**TASK TO COMPLETE**
Exact copies of all the lines below are required, with the pictures omitted.

**Records drawn from a dataset**
────

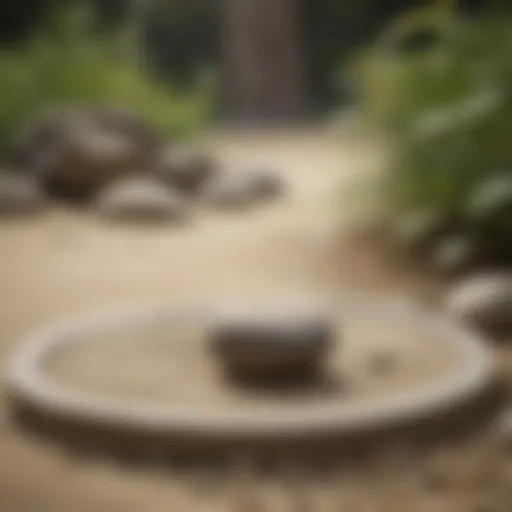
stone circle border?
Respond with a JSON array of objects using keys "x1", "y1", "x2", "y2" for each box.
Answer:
[{"x1": 5, "y1": 294, "x2": 496, "y2": 446}]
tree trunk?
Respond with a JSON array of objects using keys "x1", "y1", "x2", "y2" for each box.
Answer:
[{"x1": 222, "y1": 0, "x2": 305, "y2": 123}]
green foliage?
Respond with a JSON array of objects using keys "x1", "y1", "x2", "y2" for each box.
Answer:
[
  {"x1": 0, "y1": 4, "x2": 215, "y2": 158},
  {"x1": 355, "y1": 1, "x2": 512, "y2": 268}
]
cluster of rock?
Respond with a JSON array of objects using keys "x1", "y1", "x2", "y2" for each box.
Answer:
[{"x1": 0, "y1": 107, "x2": 284, "y2": 221}]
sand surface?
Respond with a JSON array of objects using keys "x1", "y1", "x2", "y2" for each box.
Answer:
[{"x1": 46, "y1": 311, "x2": 459, "y2": 411}]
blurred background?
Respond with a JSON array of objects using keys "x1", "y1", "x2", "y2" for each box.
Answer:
[
  {"x1": 0, "y1": 1, "x2": 511, "y2": 511},
  {"x1": 0, "y1": 0, "x2": 498, "y2": 122}
]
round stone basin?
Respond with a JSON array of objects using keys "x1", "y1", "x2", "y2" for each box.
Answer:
[{"x1": 6, "y1": 294, "x2": 496, "y2": 452}]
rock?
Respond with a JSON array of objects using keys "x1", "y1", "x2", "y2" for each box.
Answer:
[
  {"x1": 0, "y1": 172, "x2": 46, "y2": 214},
  {"x1": 204, "y1": 173, "x2": 258, "y2": 209},
  {"x1": 11, "y1": 107, "x2": 161, "y2": 200},
  {"x1": 204, "y1": 170, "x2": 283, "y2": 210},
  {"x1": 95, "y1": 177, "x2": 188, "y2": 223},
  {"x1": 156, "y1": 144, "x2": 216, "y2": 195},
  {"x1": 243, "y1": 169, "x2": 285, "y2": 199},
  {"x1": 210, "y1": 305, "x2": 334, "y2": 383},
  {"x1": 446, "y1": 273, "x2": 512, "y2": 335},
  {"x1": 91, "y1": 107, "x2": 161, "y2": 152}
]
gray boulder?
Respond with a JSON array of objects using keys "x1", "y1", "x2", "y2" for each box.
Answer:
[
  {"x1": 245, "y1": 169, "x2": 285, "y2": 199},
  {"x1": 11, "y1": 107, "x2": 161, "y2": 200},
  {"x1": 446, "y1": 273, "x2": 512, "y2": 335},
  {"x1": 204, "y1": 170, "x2": 284, "y2": 210},
  {"x1": 210, "y1": 305, "x2": 334, "y2": 383},
  {"x1": 95, "y1": 177, "x2": 188, "y2": 223},
  {"x1": 155, "y1": 144, "x2": 216, "y2": 195},
  {"x1": 0, "y1": 172, "x2": 46, "y2": 214}
]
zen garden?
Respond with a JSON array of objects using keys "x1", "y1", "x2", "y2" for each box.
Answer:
[{"x1": 0, "y1": 1, "x2": 511, "y2": 511}]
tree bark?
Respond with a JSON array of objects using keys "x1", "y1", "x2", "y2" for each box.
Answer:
[{"x1": 222, "y1": 0, "x2": 305, "y2": 123}]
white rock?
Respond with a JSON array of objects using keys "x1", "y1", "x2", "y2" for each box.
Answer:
[{"x1": 95, "y1": 177, "x2": 188, "y2": 223}]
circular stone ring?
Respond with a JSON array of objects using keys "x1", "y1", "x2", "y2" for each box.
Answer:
[{"x1": 5, "y1": 294, "x2": 496, "y2": 452}]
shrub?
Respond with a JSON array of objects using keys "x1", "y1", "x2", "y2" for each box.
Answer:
[
  {"x1": 0, "y1": 4, "x2": 215, "y2": 159},
  {"x1": 353, "y1": 1, "x2": 512, "y2": 269}
]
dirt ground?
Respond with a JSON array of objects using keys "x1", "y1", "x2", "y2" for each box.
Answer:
[{"x1": 0, "y1": 128, "x2": 510, "y2": 512}]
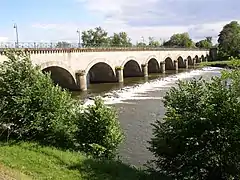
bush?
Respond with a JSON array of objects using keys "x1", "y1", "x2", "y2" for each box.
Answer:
[
  {"x1": 0, "y1": 49, "x2": 76, "y2": 148},
  {"x1": 74, "y1": 97, "x2": 124, "y2": 159},
  {"x1": 0, "y1": 49, "x2": 124, "y2": 159},
  {"x1": 149, "y1": 77, "x2": 240, "y2": 179}
]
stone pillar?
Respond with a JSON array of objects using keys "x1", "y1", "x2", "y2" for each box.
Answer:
[
  {"x1": 193, "y1": 58, "x2": 196, "y2": 66},
  {"x1": 184, "y1": 59, "x2": 188, "y2": 69},
  {"x1": 115, "y1": 67, "x2": 124, "y2": 83},
  {"x1": 205, "y1": 56, "x2": 208, "y2": 62},
  {"x1": 174, "y1": 60, "x2": 178, "y2": 71},
  {"x1": 76, "y1": 70, "x2": 87, "y2": 91},
  {"x1": 142, "y1": 64, "x2": 148, "y2": 77},
  {"x1": 160, "y1": 62, "x2": 165, "y2": 73}
]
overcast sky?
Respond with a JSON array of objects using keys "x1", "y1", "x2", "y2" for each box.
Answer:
[{"x1": 0, "y1": 0, "x2": 239, "y2": 44}]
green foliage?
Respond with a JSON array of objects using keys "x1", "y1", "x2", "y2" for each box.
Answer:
[
  {"x1": 218, "y1": 21, "x2": 240, "y2": 58},
  {"x1": 81, "y1": 27, "x2": 109, "y2": 47},
  {"x1": 109, "y1": 32, "x2": 132, "y2": 47},
  {"x1": 74, "y1": 98, "x2": 124, "y2": 159},
  {"x1": 56, "y1": 41, "x2": 71, "y2": 48},
  {"x1": 136, "y1": 42, "x2": 147, "y2": 47},
  {"x1": 149, "y1": 76, "x2": 240, "y2": 179},
  {"x1": 0, "y1": 142, "x2": 147, "y2": 180},
  {"x1": 196, "y1": 37, "x2": 213, "y2": 48},
  {"x1": 0, "y1": 50, "x2": 124, "y2": 159},
  {"x1": 148, "y1": 37, "x2": 160, "y2": 47},
  {"x1": 0, "y1": 49, "x2": 76, "y2": 147},
  {"x1": 221, "y1": 69, "x2": 240, "y2": 96},
  {"x1": 163, "y1": 32, "x2": 195, "y2": 48}
]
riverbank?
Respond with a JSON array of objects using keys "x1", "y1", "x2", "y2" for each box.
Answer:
[
  {"x1": 200, "y1": 60, "x2": 240, "y2": 69},
  {"x1": 0, "y1": 142, "x2": 155, "y2": 180}
]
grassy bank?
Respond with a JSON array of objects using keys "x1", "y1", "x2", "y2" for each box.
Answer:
[
  {"x1": 0, "y1": 142, "x2": 152, "y2": 180},
  {"x1": 200, "y1": 60, "x2": 230, "y2": 68},
  {"x1": 200, "y1": 60, "x2": 240, "y2": 68}
]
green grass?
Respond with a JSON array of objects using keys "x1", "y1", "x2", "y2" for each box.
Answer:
[
  {"x1": 200, "y1": 60, "x2": 230, "y2": 67},
  {"x1": 0, "y1": 142, "x2": 154, "y2": 180},
  {"x1": 200, "y1": 59, "x2": 240, "y2": 68}
]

────

**PROBLEM SOLUTION**
stone circle border?
Respond with a JSON array of objects using keys "x1", "y1", "x2", "y2" for each box.
Answer:
[{"x1": 5, "y1": 294, "x2": 496, "y2": 446}]
tree trunk?
Respond with a JSON array of objects using keys "x1", "y1", "x2", "y2" for each box.
Answer:
[{"x1": 222, "y1": 0, "x2": 305, "y2": 123}]
green foliage?
Respond with a JSON array of objects using keys "x1", "y1", "x2", "y2" for each box.
Answer:
[
  {"x1": 0, "y1": 4, "x2": 215, "y2": 158},
  {"x1": 355, "y1": 1, "x2": 512, "y2": 268}
]
cluster of rock?
Respond with a JSON array of objects using keys "x1", "y1", "x2", "y2" for each box.
Answer:
[{"x1": 0, "y1": 107, "x2": 284, "y2": 221}]
sand surface?
Respond with a JSON array of objects using keys "x1", "y1", "x2", "y2" for each box.
Answer:
[{"x1": 46, "y1": 311, "x2": 459, "y2": 411}]
blurred background?
Respond with a JSON array of objects using keys "x1", "y1", "x2", "y2" for each box.
Answer:
[
  {"x1": 0, "y1": 1, "x2": 511, "y2": 511},
  {"x1": 0, "y1": 0, "x2": 498, "y2": 122}
]
round stone basin?
Respond with a JSON array of objects using keys "x1", "y1", "x2", "y2" for each box.
Answer:
[{"x1": 6, "y1": 294, "x2": 496, "y2": 452}]
rock?
Respond with a JSON array of objects using keys "x1", "y1", "x2", "y2" for each box.
Answer:
[
  {"x1": 0, "y1": 172, "x2": 46, "y2": 214},
  {"x1": 204, "y1": 173, "x2": 258, "y2": 209},
  {"x1": 11, "y1": 107, "x2": 161, "y2": 200},
  {"x1": 204, "y1": 170, "x2": 283, "y2": 210},
  {"x1": 95, "y1": 177, "x2": 188, "y2": 223},
  {"x1": 156, "y1": 144, "x2": 216, "y2": 195},
  {"x1": 243, "y1": 169, "x2": 285, "y2": 199},
  {"x1": 210, "y1": 305, "x2": 334, "y2": 383},
  {"x1": 446, "y1": 273, "x2": 512, "y2": 335},
  {"x1": 91, "y1": 107, "x2": 161, "y2": 152}
]
gray boulder?
Respond with a JSON array of objects using keys "x1", "y1", "x2", "y2" for each box.
Answer:
[
  {"x1": 245, "y1": 169, "x2": 285, "y2": 199},
  {"x1": 11, "y1": 107, "x2": 161, "y2": 200},
  {"x1": 446, "y1": 273, "x2": 512, "y2": 335},
  {"x1": 204, "y1": 170, "x2": 284, "y2": 210},
  {"x1": 210, "y1": 305, "x2": 334, "y2": 383},
  {"x1": 95, "y1": 177, "x2": 188, "y2": 223},
  {"x1": 155, "y1": 144, "x2": 216, "y2": 195},
  {"x1": 0, "y1": 172, "x2": 46, "y2": 214}
]
zen garden?
Respond with a JSON array of objects using keys "x1", "y1", "x2", "y2" for each box.
Answer:
[{"x1": 0, "y1": 1, "x2": 511, "y2": 511}]
tree bark?
Respond with a JSON array of objects using keys "x1", "y1", "x2", "y2" for each box.
Answer:
[{"x1": 222, "y1": 0, "x2": 305, "y2": 123}]
white rock?
Respond with a JSON array of objects using keys "x1", "y1", "x2", "y2" for each box.
Answer:
[{"x1": 95, "y1": 177, "x2": 188, "y2": 223}]
circular stone ring?
Respond with a JSON array of objects using keys "x1", "y1", "x2", "y2" for each box.
Answer:
[{"x1": 5, "y1": 294, "x2": 496, "y2": 452}]
shrub?
Respond with a JSON array of objects using keys "x1", "y1", "x2", "y2" for each box.
Answer:
[
  {"x1": 0, "y1": 4, "x2": 215, "y2": 159},
  {"x1": 353, "y1": 1, "x2": 512, "y2": 269}
]
dirt ground?
Respond with a JSON array of objects using keys "x1", "y1", "x2", "y2" for each box.
Answer:
[{"x1": 0, "y1": 128, "x2": 510, "y2": 512}]
bush?
Respond with a JSON array of objects using keys "x1", "y1", "x2", "y2" for each box.
Answer:
[
  {"x1": 0, "y1": 49, "x2": 76, "y2": 148},
  {"x1": 74, "y1": 97, "x2": 124, "y2": 159},
  {"x1": 0, "y1": 49, "x2": 124, "y2": 159},
  {"x1": 149, "y1": 77, "x2": 240, "y2": 179}
]
stone pillar?
Respond with a JSON array of objects using keys "x1", "y1", "x2", "y2" for each box.
Answer:
[
  {"x1": 193, "y1": 58, "x2": 196, "y2": 66},
  {"x1": 184, "y1": 59, "x2": 188, "y2": 69},
  {"x1": 115, "y1": 67, "x2": 124, "y2": 83},
  {"x1": 205, "y1": 56, "x2": 208, "y2": 62},
  {"x1": 174, "y1": 60, "x2": 178, "y2": 71},
  {"x1": 76, "y1": 70, "x2": 87, "y2": 91},
  {"x1": 142, "y1": 64, "x2": 148, "y2": 77},
  {"x1": 160, "y1": 62, "x2": 165, "y2": 73}
]
overcast sky?
Respond with a JSON array of objects using keys "x1", "y1", "x2", "y2" for each box.
Answer:
[{"x1": 0, "y1": 0, "x2": 239, "y2": 44}]
green foliage?
Respond with a JSON array of objects using keys "x1", "y1", "x2", "y2" for each box.
Answer:
[
  {"x1": 218, "y1": 21, "x2": 240, "y2": 58},
  {"x1": 81, "y1": 27, "x2": 109, "y2": 47},
  {"x1": 109, "y1": 32, "x2": 132, "y2": 47},
  {"x1": 74, "y1": 98, "x2": 124, "y2": 159},
  {"x1": 56, "y1": 41, "x2": 71, "y2": 48},
  {"x1": 136, "y1": 42, "x2": 147, "y2": 47},
  {"x1": 149, "y1": 76, "x2": 240, "y2": 179},
  {"x1": 0, "y1": 142, "x2": 147, "y2": 180},
  {"x1": 196, "y1": 37, "x2": 213, "y2": 48},
  {"x1": 0, "y1": 50, "x2": 124, "y2": 159},
  {"x1": 148, "y1": 37, "x2": 160, "y2": 47},
  {"x1": 0, "y1": 49, "x2": 76, "y2": 147},
  {"x1": 221, "y1": 69, "x2": 240, "y2": 96},
  {"x1": 163, "y1": 32, "x2": 195, "y2": 48}
]
riverbank?
Respond with a JSON array of objects using keys "x1", "y1", "x2", "y2" for each box.
Answer:
[
  {"x1": 200, "y1": 60, "x2": 240, "y2": 69},
  {"x1": 0, "y1": 142, "x2": 155, "y2": 180}
]
grassy bank?
Respond with a JSON array of objects using keys "x1", "y1", "x2", "y2" for each box.
Answer:
[
  {"x1": 0, "y1": 142, "x2": 152, "y2": 180},
  {"x1": 200, "y1": 60, "x2": 230, "y2": 68},
  {"x1": 200, "y1": 60, "x2": 240, "y2": 68}
]
green grass?
Respond with a JSON array of objects using keys "x1", "y1", "x2", "y2" for each box.
Answer:
[
  {"x1": 200, "y1": 60, "x2": 230, "y2": 67},
  {"x1": 0, "y1": 142, "x2": 154, "y2": 180},
  {"x1": 200, "y1": 59, "x2": 240, "y2": 68}
]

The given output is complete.